*** Opening RAW DATA ***

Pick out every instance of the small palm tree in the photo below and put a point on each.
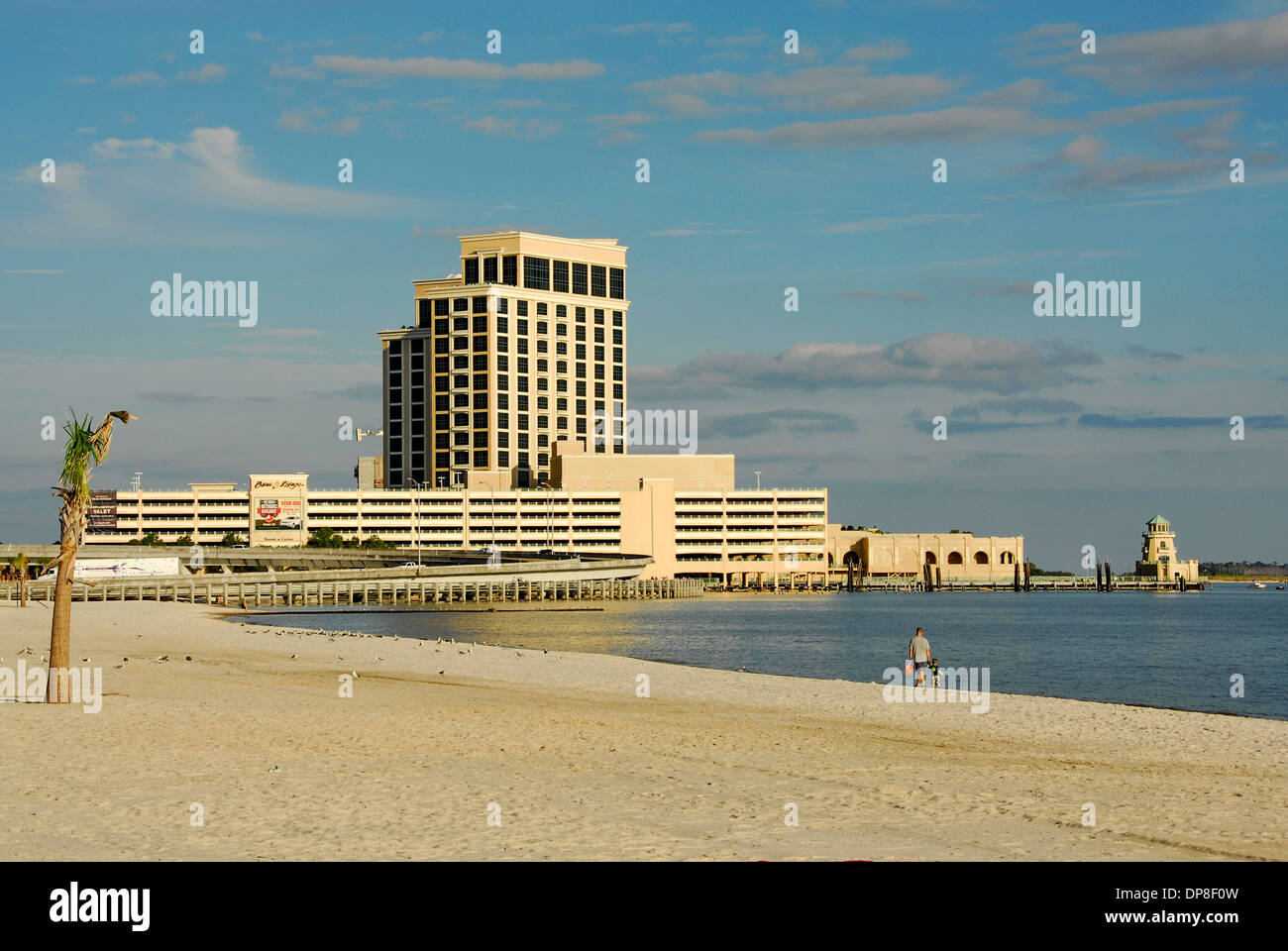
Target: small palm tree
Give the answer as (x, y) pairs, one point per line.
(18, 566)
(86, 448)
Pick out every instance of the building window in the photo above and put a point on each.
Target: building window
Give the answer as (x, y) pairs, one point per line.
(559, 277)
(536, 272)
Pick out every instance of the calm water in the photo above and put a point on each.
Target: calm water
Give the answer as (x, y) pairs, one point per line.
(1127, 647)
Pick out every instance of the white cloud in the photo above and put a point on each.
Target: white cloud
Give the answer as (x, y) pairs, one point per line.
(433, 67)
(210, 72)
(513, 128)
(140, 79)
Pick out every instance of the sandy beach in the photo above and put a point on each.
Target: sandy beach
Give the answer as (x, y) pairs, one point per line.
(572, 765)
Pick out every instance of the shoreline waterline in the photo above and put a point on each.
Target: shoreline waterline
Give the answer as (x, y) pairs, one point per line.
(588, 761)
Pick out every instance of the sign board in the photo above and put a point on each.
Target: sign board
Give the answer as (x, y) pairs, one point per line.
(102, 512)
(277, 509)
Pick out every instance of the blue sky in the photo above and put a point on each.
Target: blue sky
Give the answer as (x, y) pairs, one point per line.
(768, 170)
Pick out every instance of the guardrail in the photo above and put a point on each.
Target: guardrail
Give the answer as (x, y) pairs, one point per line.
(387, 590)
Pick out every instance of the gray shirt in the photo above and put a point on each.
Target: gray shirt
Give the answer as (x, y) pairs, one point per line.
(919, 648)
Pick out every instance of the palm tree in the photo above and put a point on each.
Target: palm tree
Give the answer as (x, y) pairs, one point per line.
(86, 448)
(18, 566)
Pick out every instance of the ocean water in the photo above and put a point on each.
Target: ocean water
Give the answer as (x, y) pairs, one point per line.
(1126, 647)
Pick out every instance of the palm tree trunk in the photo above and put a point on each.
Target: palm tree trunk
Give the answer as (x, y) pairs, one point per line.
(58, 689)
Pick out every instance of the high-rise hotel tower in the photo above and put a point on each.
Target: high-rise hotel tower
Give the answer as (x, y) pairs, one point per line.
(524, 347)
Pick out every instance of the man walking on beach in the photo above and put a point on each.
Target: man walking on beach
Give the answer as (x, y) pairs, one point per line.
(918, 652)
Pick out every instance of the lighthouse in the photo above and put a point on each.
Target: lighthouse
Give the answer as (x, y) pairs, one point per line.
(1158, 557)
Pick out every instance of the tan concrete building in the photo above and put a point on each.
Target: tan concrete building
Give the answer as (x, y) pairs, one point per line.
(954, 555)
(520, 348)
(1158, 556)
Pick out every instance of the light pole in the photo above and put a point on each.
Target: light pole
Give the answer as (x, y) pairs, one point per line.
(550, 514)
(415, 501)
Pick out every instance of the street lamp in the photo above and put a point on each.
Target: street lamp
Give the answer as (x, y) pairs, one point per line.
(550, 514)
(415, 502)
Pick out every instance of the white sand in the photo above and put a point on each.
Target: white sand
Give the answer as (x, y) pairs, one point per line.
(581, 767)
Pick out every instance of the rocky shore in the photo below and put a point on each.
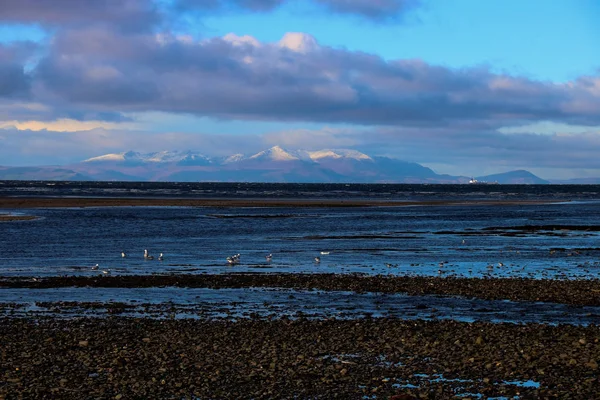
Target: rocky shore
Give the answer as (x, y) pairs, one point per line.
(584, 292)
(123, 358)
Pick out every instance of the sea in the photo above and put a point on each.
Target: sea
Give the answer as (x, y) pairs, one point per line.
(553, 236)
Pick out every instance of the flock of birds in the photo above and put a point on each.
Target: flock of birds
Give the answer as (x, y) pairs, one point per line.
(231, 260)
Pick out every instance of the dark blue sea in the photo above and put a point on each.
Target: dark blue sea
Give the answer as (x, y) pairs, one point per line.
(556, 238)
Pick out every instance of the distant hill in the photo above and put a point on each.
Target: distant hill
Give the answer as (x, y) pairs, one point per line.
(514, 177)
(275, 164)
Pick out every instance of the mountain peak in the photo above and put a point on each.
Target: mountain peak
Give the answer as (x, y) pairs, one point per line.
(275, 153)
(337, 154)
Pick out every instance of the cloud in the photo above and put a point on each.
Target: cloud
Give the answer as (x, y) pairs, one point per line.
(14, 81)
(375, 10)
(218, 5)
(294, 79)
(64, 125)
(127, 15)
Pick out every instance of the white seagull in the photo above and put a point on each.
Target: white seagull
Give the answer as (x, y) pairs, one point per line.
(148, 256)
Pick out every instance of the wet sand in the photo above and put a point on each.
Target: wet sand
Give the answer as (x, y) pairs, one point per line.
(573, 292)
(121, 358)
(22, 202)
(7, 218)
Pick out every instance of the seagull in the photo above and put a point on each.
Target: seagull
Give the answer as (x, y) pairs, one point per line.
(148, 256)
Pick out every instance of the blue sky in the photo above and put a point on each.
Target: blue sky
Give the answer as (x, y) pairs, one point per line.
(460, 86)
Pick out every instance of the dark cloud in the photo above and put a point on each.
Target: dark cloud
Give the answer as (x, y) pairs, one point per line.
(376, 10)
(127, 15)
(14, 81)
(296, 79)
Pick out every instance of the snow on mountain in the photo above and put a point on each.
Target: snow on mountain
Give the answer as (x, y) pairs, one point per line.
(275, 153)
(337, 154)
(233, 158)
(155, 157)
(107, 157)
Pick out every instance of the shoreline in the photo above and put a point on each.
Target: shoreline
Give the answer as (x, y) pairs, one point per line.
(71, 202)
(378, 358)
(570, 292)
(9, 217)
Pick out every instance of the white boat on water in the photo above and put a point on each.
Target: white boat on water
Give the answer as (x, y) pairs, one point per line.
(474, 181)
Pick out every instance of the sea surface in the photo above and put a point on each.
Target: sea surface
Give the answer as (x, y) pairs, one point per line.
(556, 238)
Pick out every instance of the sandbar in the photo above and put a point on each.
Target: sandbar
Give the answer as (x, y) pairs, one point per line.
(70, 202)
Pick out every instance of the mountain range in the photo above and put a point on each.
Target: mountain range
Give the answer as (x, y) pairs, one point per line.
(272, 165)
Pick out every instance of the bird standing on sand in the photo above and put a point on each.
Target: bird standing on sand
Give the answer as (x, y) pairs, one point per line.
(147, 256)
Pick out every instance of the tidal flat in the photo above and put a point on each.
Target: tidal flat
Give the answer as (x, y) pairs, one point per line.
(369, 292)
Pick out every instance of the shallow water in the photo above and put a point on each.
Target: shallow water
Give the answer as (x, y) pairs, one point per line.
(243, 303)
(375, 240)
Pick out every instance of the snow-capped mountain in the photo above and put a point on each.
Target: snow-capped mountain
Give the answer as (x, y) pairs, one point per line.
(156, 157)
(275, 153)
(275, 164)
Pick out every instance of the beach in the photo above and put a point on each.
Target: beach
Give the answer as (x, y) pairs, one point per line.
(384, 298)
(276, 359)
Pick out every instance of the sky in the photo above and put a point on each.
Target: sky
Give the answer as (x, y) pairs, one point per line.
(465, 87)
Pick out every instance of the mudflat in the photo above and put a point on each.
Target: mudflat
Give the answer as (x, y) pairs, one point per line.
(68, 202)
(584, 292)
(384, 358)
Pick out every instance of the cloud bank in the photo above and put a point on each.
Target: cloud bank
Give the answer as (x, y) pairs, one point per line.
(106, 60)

*** Closing RAW DATA ***
*** Opening RAW DATA ***

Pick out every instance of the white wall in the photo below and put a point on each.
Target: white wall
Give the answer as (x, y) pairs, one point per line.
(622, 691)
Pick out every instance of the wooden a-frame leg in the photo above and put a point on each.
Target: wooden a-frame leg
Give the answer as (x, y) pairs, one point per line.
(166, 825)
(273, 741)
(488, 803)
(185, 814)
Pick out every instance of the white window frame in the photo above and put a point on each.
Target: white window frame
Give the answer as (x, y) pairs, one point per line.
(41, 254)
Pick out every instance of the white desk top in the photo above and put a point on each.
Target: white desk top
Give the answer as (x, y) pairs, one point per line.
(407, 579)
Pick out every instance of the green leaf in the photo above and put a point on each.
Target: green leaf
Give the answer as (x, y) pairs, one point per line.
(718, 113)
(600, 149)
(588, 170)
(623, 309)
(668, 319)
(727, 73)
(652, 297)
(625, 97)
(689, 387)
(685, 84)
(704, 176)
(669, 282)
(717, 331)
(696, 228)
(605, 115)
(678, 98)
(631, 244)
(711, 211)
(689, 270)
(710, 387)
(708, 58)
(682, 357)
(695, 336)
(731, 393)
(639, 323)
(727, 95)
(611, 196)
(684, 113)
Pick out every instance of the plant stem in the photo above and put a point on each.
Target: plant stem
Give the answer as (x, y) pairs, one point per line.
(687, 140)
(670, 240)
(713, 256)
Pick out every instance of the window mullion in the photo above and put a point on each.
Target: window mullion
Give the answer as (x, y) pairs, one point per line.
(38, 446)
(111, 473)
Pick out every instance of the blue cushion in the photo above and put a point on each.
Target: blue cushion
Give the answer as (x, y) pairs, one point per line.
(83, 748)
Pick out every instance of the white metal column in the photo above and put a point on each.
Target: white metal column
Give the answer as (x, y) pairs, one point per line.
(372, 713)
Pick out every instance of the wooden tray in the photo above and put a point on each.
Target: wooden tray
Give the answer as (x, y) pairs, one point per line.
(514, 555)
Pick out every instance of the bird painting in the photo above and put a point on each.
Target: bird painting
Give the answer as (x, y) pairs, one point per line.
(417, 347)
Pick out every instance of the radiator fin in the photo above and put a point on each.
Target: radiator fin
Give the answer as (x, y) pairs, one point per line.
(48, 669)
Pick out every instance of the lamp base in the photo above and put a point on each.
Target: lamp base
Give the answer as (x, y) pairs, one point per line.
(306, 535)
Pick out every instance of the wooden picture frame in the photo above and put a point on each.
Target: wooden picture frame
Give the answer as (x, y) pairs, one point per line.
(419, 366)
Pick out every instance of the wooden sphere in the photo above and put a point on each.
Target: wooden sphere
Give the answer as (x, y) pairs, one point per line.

*** Closing RAW DATA ***
*** Opening RAW DATA ***

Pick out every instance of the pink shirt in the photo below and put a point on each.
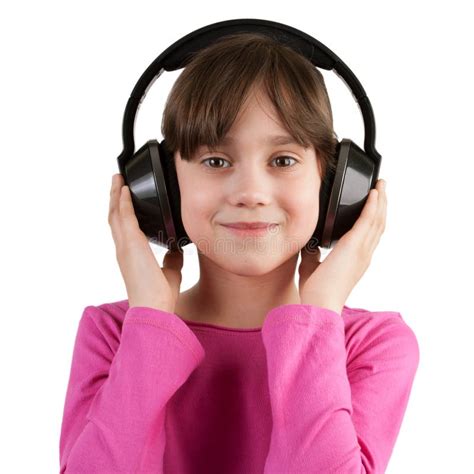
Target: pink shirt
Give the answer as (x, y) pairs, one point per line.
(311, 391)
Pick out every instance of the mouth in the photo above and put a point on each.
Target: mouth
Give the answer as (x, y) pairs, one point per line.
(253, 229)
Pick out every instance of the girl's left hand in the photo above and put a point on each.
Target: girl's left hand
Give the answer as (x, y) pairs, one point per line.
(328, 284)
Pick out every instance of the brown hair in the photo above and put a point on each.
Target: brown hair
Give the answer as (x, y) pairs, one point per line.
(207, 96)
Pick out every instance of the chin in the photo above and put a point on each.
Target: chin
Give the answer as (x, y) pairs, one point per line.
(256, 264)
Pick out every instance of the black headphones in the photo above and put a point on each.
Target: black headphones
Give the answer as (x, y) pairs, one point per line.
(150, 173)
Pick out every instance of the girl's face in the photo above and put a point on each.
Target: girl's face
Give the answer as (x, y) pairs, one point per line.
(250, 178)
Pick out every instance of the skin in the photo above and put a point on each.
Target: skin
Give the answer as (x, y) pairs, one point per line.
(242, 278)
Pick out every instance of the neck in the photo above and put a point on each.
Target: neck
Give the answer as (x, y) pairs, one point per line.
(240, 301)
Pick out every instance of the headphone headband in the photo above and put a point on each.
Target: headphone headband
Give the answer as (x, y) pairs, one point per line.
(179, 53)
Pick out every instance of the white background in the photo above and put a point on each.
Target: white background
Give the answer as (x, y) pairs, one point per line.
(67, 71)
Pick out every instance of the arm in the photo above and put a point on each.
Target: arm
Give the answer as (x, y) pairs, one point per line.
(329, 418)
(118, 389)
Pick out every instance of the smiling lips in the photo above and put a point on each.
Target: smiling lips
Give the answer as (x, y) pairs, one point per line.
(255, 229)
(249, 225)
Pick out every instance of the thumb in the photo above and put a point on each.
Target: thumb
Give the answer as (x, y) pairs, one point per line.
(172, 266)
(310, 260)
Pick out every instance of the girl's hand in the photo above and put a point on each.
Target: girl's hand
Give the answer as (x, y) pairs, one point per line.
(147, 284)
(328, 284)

*** Closing RAW DATA ***

§ **WHAT YOU HAVE TO DO**
Copy task for the entries above: every line with the string "shallow".

§ **SOLUTION FOR THIS PROBLEM**
Pick out every instance of the shallow water in the photo above and put a point on each.
Target: shallow water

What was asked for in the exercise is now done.